## Begin TASK DATA

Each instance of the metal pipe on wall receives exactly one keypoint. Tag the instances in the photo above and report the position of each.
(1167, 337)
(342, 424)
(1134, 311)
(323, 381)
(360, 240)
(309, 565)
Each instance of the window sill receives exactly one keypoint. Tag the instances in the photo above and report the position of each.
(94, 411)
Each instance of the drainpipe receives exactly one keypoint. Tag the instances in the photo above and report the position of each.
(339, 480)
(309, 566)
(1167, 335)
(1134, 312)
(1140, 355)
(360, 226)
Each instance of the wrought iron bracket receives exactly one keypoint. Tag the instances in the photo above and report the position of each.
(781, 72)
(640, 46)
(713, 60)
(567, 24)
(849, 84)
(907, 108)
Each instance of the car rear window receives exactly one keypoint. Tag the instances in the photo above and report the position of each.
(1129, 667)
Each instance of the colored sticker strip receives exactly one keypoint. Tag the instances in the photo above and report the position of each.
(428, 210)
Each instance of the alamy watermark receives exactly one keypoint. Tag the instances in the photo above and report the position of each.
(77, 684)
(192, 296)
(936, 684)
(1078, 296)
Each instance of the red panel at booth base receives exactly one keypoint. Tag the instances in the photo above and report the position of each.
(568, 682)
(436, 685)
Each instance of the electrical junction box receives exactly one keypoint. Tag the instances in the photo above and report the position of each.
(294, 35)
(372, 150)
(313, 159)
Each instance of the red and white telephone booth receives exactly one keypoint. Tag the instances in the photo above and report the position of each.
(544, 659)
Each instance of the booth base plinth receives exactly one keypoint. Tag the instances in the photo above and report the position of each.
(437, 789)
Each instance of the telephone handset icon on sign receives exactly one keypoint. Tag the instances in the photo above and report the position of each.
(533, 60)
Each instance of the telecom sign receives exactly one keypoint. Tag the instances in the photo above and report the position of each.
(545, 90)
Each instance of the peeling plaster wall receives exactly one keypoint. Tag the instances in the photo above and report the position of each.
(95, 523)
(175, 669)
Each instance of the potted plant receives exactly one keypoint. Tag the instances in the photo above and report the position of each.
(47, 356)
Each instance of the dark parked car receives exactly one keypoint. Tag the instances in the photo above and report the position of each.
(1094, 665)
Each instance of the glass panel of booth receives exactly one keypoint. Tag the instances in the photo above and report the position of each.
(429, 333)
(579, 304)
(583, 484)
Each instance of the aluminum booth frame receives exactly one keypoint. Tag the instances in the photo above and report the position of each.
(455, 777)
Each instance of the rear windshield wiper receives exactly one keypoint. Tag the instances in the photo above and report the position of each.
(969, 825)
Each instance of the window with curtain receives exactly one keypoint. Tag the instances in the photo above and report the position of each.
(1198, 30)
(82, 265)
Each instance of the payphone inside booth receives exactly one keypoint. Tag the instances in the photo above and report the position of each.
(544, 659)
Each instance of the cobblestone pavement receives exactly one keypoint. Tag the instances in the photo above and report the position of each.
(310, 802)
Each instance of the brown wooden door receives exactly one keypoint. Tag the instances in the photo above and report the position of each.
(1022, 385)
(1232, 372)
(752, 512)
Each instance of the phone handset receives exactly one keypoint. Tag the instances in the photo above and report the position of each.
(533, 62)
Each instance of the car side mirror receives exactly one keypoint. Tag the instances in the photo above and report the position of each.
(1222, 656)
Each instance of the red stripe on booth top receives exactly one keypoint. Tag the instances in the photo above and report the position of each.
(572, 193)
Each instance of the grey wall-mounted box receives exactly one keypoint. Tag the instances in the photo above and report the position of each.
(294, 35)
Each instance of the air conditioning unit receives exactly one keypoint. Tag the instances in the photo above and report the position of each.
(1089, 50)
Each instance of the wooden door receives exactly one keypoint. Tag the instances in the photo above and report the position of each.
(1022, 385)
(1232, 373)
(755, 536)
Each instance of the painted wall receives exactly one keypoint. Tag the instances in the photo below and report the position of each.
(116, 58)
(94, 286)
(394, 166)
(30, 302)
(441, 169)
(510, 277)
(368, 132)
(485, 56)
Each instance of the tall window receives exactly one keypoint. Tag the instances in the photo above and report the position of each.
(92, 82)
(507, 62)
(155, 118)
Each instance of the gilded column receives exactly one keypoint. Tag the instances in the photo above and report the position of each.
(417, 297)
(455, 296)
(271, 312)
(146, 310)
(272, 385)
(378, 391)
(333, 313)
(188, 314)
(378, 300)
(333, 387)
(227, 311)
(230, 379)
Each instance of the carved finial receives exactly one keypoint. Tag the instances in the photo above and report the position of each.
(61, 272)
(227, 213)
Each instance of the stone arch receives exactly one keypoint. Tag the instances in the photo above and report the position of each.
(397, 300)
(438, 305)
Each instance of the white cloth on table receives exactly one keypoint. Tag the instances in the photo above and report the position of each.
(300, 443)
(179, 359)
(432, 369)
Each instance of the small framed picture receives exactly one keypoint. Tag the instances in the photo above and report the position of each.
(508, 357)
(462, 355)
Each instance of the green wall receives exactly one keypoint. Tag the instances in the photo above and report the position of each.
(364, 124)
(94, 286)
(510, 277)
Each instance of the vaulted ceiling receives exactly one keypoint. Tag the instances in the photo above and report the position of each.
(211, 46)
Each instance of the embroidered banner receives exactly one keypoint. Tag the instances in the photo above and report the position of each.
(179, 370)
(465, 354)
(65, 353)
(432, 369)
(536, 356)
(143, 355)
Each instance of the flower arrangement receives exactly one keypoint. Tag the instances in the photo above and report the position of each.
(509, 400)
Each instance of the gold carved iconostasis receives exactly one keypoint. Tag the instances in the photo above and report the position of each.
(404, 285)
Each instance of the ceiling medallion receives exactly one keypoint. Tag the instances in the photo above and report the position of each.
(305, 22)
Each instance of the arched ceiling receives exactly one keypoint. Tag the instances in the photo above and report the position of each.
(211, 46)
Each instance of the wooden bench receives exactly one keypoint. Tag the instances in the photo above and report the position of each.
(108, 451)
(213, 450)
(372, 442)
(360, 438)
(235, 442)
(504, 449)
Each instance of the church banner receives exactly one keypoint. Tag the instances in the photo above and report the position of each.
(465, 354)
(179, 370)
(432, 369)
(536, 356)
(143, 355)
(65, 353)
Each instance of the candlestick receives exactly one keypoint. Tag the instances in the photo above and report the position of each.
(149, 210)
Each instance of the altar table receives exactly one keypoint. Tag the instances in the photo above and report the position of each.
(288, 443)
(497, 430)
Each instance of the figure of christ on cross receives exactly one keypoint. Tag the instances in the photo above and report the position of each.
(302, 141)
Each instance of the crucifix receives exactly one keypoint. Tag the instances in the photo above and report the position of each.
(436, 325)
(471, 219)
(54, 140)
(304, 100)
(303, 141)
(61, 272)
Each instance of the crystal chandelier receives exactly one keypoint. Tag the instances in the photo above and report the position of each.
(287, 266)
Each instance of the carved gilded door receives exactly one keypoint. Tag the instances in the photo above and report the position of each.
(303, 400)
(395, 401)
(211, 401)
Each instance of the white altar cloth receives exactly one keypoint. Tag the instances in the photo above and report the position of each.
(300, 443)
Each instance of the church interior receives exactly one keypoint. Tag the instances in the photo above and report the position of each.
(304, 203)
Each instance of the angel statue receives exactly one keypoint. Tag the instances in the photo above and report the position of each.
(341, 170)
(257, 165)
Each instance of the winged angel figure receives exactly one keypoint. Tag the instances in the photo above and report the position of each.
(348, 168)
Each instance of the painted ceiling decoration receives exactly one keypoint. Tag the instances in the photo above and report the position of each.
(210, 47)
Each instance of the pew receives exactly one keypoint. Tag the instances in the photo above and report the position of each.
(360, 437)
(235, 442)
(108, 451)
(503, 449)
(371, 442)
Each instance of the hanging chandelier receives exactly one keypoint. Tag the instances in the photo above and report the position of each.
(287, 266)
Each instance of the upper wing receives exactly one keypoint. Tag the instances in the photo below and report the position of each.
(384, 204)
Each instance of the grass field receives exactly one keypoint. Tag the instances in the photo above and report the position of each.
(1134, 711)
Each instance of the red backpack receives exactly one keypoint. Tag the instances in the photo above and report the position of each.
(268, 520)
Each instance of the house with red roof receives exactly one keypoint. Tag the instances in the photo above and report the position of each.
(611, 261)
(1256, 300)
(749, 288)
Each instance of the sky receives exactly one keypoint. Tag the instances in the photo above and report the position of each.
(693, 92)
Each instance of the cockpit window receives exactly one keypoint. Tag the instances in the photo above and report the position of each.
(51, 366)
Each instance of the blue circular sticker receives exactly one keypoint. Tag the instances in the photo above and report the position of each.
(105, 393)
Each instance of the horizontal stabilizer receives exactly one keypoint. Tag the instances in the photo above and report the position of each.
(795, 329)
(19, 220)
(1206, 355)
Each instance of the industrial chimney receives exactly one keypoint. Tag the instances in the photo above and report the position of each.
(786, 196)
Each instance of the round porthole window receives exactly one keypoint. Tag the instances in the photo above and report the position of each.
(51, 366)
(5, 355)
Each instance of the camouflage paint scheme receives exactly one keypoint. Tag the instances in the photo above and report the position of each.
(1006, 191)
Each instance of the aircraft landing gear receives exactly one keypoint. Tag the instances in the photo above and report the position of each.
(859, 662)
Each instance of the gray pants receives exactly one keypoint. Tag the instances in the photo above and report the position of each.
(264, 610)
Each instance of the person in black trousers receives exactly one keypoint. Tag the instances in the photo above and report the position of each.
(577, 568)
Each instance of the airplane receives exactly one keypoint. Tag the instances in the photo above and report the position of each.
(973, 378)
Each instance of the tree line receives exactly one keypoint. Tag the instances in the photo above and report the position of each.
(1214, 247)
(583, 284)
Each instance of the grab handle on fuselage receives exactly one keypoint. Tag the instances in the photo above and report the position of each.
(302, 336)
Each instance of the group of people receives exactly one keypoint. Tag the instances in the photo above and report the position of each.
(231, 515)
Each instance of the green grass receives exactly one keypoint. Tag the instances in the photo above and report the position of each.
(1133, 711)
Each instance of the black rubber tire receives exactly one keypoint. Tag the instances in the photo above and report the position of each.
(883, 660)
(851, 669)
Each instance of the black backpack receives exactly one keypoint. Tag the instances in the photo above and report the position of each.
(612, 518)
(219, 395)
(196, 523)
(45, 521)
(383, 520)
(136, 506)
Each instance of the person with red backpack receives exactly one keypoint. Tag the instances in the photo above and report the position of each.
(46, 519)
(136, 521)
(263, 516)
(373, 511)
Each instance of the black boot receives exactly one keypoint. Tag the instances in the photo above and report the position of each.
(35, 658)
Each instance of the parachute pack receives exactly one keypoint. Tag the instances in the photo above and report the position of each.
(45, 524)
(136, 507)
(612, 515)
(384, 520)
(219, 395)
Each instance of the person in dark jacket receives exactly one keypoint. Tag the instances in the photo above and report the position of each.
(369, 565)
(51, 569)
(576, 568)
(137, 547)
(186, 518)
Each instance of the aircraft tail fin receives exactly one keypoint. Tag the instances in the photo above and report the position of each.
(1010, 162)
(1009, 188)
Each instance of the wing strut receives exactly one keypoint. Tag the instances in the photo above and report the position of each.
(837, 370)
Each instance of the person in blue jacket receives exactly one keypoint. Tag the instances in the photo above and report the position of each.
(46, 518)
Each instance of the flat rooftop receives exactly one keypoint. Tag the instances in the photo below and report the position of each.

## End TASK DATA

**TO DO**
Recast the lines as a Markdown table with the columns "Row" and "Line", starting at the line that contains "Each instance of the aircraft tail" and ending at the last line of the records, both included. Number each row and leave out any blank lines.

**SOLUTION TO THIS EXERCISE**
| Row | Line |
|---|---|
| 1 | Each instance of the aircraft tail fin receives exactly one keypoint. Tag the instances in the photo above and report the position of each. |
| 2 | (1010, 162) |
| 3 | (1009, 188) |
| 4 | Each instance of the wing strut receives exactly one keypoint. Tag the instances in the photo above and report the position of each. |
| 5 | (837, 370) |
| 6 | Each instance of the person in blue jacket receives exactly one keypoint. Tag the instances in the photo above and report the position of each. |
| 7 | (46, 518) |
| 8 | Each instance of the flat rooftop receives exactly one keypoint. Tag the instances in the photo below and report the position of each. |